Start of Passage to read
Knowledge Graphs – Connecting the Dots
The solution to the problem described in “Knowledge Graphs: What Is the Problem We Are Trying To Solve” lies in the artful combination of several maturing technologies – Semantics, Graph Databases, and Web Services.
Knowledge Graph Technology Components
- Semantics: Combining best practices from several related fields (Library Science, Information Science, Linguistics), technologies originally intended to add meaning to content (micro tagging, RDF, Semantic Web, etc.), and knowledge organization schemes (SKOS, Topic Maps) will enable organizations to build a “corporate vocabulary” that will act as a road map to its data assets. This common language is needed not only to improve Metadata Management, but will become the starting requirement for emerging AI technologies. This is the transition to “Smart Data” and has become the single most important IT imperative for the 21st century.
- Graph Databases: A new model for Metadata – the graph database provides a more natural way to store and query knowledge (as expressed by the corporate vocabulary). While relational databases adequately power today’s tools, the graph model and query language provides capabilities not possible in SQL. All future Metadata Management and CMDB type tools will be powered by the graph model.
End of Passage to read
Start of Data section
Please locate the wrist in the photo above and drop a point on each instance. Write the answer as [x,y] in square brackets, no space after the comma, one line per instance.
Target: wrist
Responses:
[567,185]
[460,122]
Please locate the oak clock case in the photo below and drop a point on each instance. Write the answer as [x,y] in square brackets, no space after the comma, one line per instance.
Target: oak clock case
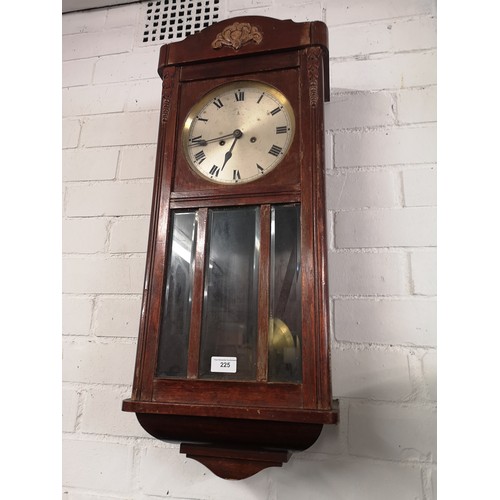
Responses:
[233,351]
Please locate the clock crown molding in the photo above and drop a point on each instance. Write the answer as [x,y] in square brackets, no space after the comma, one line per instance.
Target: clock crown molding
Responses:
[246,35]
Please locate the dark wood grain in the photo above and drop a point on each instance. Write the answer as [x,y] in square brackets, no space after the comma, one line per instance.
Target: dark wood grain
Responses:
[240,420]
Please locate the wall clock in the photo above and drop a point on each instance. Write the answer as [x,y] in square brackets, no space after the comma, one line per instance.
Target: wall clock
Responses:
[233,349]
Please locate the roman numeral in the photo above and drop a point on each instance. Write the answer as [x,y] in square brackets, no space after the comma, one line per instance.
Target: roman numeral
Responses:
[275,150]
[215,170]
[200,157]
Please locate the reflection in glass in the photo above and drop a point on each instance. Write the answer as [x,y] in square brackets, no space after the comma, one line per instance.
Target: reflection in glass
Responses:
[285,323]
[174,333]
[229,325]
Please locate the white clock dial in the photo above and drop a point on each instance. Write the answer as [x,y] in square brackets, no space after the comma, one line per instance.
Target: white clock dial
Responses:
[238,132]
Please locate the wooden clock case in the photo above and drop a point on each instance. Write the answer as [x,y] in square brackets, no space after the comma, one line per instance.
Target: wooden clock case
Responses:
[237,428]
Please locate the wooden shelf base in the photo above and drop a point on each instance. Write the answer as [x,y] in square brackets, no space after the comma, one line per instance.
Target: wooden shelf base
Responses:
[234,463]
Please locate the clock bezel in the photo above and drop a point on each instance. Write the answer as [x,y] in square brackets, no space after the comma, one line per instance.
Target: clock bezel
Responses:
[226,88]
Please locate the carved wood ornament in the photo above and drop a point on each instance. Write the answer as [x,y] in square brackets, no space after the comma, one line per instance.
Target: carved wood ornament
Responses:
[237,35]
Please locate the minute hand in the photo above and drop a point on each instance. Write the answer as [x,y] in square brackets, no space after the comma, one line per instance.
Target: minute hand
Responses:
[202,142]
[228,155]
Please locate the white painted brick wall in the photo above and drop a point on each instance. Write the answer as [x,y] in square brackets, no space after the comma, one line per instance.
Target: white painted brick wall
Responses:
[381,197]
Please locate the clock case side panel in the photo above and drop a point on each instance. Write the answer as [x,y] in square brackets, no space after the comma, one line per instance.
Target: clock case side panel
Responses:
[317,373]
[157,240]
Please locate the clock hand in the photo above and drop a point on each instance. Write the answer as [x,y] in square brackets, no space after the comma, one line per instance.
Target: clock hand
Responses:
[203,142]
[237,135]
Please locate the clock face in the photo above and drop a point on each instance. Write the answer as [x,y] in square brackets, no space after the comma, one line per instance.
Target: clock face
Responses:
[238,132]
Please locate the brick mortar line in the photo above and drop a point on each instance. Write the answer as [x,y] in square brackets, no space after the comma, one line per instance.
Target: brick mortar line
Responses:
[368,56]
[351,346]
[385,20]
[397,167]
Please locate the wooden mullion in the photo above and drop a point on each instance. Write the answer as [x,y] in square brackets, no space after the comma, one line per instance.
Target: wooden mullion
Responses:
[263,293]
[197,299]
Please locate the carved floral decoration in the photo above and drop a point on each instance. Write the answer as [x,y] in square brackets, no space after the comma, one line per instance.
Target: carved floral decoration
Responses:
[237,35]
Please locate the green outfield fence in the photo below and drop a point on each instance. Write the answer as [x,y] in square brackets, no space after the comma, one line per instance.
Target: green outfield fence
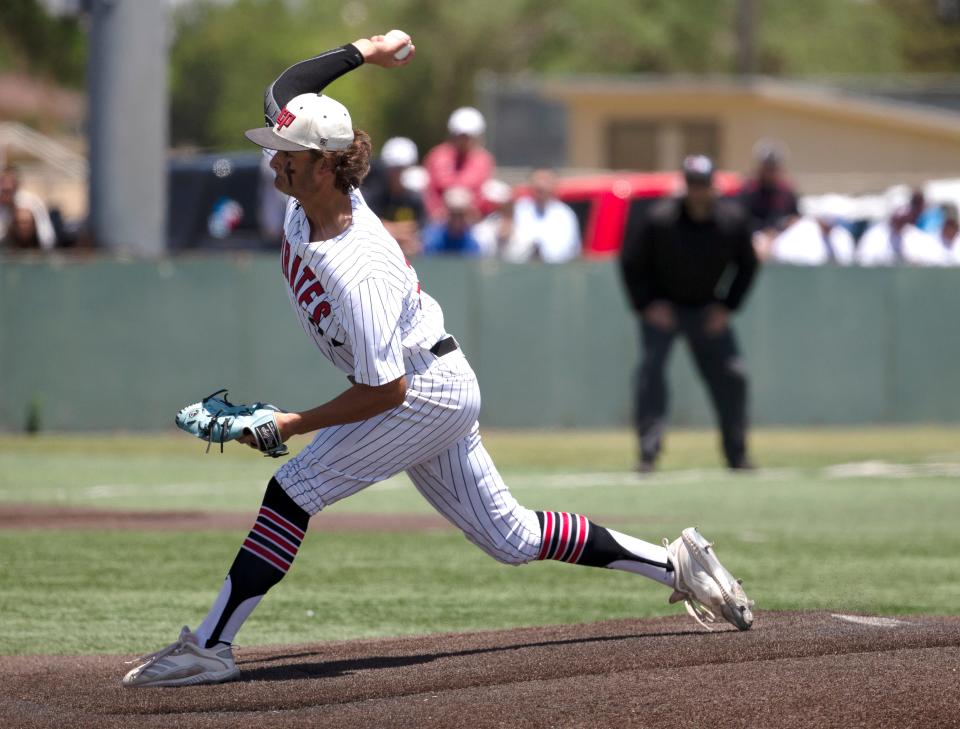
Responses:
[102,345]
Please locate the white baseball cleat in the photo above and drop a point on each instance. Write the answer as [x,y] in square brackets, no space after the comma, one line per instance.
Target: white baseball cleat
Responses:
[705,585]
[184,663]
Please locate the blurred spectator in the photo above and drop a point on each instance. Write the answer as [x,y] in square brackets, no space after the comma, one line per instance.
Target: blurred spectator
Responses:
[22,232]
[812,241]
[898,241]
[461,161]
[689,267]
[950,233]
[545,228]
[495,233]
[454,235]
[14,198]
[384,189]
[768,197]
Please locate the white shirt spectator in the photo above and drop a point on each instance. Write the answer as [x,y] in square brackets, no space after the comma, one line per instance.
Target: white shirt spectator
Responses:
[805,244]
[41,218]
[552,235]
[882,246]
[952,252]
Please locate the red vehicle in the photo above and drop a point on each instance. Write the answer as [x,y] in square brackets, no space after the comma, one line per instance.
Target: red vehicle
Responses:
[611,206]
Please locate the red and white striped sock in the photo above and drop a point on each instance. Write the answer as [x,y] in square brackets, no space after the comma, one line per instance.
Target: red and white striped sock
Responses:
[264,558]
[575,539]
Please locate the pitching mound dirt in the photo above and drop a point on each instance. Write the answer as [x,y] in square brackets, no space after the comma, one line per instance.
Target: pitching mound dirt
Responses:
[791,670]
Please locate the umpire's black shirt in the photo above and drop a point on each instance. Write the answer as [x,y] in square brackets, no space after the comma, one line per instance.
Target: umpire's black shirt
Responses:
[689,262]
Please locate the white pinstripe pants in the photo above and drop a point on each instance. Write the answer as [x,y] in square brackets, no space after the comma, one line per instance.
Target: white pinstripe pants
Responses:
[435,438]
End of Data section
● Prompt A
In the knowledge graphs passage, which three technologies combine to form the solution?
● Prompt B
Output the knowledge graphs passage word for word from "Knowledge Graph Technology" to "the 21st century.".
The rows are separate material and are not part of the knowledge graphs passage.

● Correct response A
Semantics, Graph Databases, and Web Services.

● Correct response B
Knowledge Graph Technology Components
- Semantics: Combining best practices from several related fields (Library Science, Information Science, Linguistics), technologies originally intended to add meaning to content (micro tagging, RDF, Semantic Web, etc.), and knowledge organization schemes (SKOS, Topic Maps) will enable organizations to build a “corporate vocabulary” that will act as a road map to its data assets. This common language is needed not only to improve Metadata Management, but will become the starting requirement for emerging AI technologies. This is the transition to “Smart Data” and has become the single most important IT imperative for the 21st century.